Barley Wine = Oxymoron

By Amy Tindell

When a barley wine is on tap, the bartender inevitably fields the question, “Is this a beer or a wine?” more than once. A good bartender will be able to explain the differences between the two beverages in interesting and accurate detail. I, on the other hand, was prepared only to reply something along the lines of: “Well, it’s made with grain, and not fruit, so I’m pretty sure it’s a beer.” While accurate, the explanation left a lot to be desired, so I promised to investigate the matter further.

In brief, barley wine is a sweet, malty ale with an alcohol strength between 8-14% by volume and brewed with specific gravities as high as 1.120. Barley wines are not hoppy and feature flavors of dark fruits, sweet malts and sherry, and may acquire woody notes from barrel aging.

“Barley wine” originated in England in the nineteenth century, coined by the Burton brewery of Bass, Ratcliff, and Gretton as a label for its Bass No. 1 Ale. Rumor has it that Bass and others developed the ale for British aristocrats who had developed a taste for strong alcoholic beverages, but were deprived of French wine due to the many conflicts between England and France during the Second Hundred Years’ War. The aristocrats kept barley wine to themselves for years, but it was eventually marketed by Bass to all alcohol lovers. Unfortunately, shortly afterwards, Great Britain decided to tax higher-gravity beer at a higher rate, thus reducing the number of breweries that could brew a barley wine and continue to stay in business.

While the ingredients, equipment, and process of brewing a barley wine are essentially the same as brewing a typical ale, a brewer uses different quantities of ingredients and applies different techniques to certain process steps. For example, to get that strong malt character and ABV, a brewer adds 3-4 times the normal amount of malt per gallon to the brew. Also, the boil time for the wort is usually longer, concentrating it to achieve that high gravity.

Further, most brewers recommend using an especially strong, healthy yeast that can survive the high-alcohol environment and pitching 2 to 2.5 times the regular yeast pitching weight for a typical American Pale Ale, which has ~1.050 original gravity. Due to the large quantities of sugar and yeast, the active fermentation step must be tracked carefully, adjusting temperature and even stirring the brew if necessary to rouse the yeast. Once the active fermentation is complete, the barley wine should be left at a fermentation temperature of between 66 and 70 degrees Fahrenheit for 1-3 weeks. During this period, the yeast eliminates undesirable fermentation by-products such as diacetyl, which adds a “slippery” mouthfeel and buttery taste. Then, a brewer will chill the brew to 34-38 degrees, for 90 days to a few years. Sometimes, this “cold storage” step takes place in wooden barrels to impart more complex flavors on the brew.

In the late 1960s and 1970s, the concept of beer experienced a revival, and the barley wine style benefitted from this renewed interest. In the U.S., both Anchor Brewing and Sierra Nevada in California began brewing barley wines in the mid-1970s. Today, with the proliferation of craft beer, there are many more choices, and the upcoming winter months create the perfect environment to cozy up with a barley wine. Locally, you might seek out Pretty Things Our Finest Regards, Smuttynose Barleywine Ale, or Berkshire Brewing Company Raspberry Barley Wine Style Ale… Just remember that the high ABV might prevent you from venturing too far after the indulgence, so grab that nice glassware, start the fire, put your feet up, and make a night of it.

====

▶ WHAT YOU WILL DO:
**1.** Please reproduce the passage of the barley wine article from "Barley Wine = Oxymoron" up to and including "the matter further.", word for word.
**2.** Answer these questions from the barley wine article:
(a) Which brewery coined the term "barley wine"?
(b) How much malt per gallon does a brewer add, compared with the normal amount?
(c) Which two U.S. breweries began brewing barley wines in the mid-1970s?
The records here have no connection to the barley wine article.

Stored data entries
====

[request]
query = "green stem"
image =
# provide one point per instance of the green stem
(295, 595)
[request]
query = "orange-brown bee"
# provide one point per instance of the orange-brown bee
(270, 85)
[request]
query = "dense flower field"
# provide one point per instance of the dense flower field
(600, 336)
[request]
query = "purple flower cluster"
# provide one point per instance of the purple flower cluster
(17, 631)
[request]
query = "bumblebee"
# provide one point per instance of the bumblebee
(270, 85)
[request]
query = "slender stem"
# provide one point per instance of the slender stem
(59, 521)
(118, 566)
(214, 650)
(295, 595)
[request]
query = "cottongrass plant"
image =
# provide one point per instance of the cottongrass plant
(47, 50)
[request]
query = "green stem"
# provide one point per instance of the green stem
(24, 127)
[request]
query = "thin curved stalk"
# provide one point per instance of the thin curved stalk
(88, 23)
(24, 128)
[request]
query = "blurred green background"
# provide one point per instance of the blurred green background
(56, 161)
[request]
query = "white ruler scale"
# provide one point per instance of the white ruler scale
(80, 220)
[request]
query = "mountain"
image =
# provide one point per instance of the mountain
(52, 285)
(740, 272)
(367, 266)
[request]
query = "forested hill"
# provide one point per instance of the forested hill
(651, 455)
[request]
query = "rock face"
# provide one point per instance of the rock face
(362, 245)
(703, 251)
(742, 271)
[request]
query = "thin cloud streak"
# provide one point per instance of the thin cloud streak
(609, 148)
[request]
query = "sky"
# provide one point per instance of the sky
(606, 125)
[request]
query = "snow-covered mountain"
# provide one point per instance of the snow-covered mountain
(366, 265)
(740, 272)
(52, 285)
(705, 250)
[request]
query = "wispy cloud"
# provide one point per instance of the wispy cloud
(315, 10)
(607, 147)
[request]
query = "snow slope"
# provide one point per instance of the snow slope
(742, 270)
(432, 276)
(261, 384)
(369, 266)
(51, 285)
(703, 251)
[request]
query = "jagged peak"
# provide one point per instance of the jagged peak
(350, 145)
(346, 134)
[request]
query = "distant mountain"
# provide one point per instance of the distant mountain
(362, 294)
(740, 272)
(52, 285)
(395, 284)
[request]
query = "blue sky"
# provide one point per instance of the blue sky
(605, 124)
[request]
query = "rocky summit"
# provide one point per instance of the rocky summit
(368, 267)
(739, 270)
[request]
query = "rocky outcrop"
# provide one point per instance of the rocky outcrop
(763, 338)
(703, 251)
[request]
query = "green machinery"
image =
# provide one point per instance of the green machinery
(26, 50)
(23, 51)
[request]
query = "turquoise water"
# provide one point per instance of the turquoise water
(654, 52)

====

▶ THE REPLIES:
**1.**
Barley Wine = Oxymoron

By Amy Tindell

When a barley wine is on tap, the bartender inevitably fields the question, “Is this a beer or a wine?” more than once. A good bartender will be able to explain the differences between the two beverages in interesting and accurate detail. I, on the other hand, was prepared only to reply something along the lines of: “Well, it’s made with grain, and not fruit, so I’m pretty sure it’s a beer.” While accurate, the explanation left a lot to be desired, so I promised to investigate the matter further.

**2.**
(a) The Burton brewery of Bass, Ratcliff, and Gretton.
(b) 3-4 times the normal amount.
(c) Anchor Brewing and Sierra Nevada.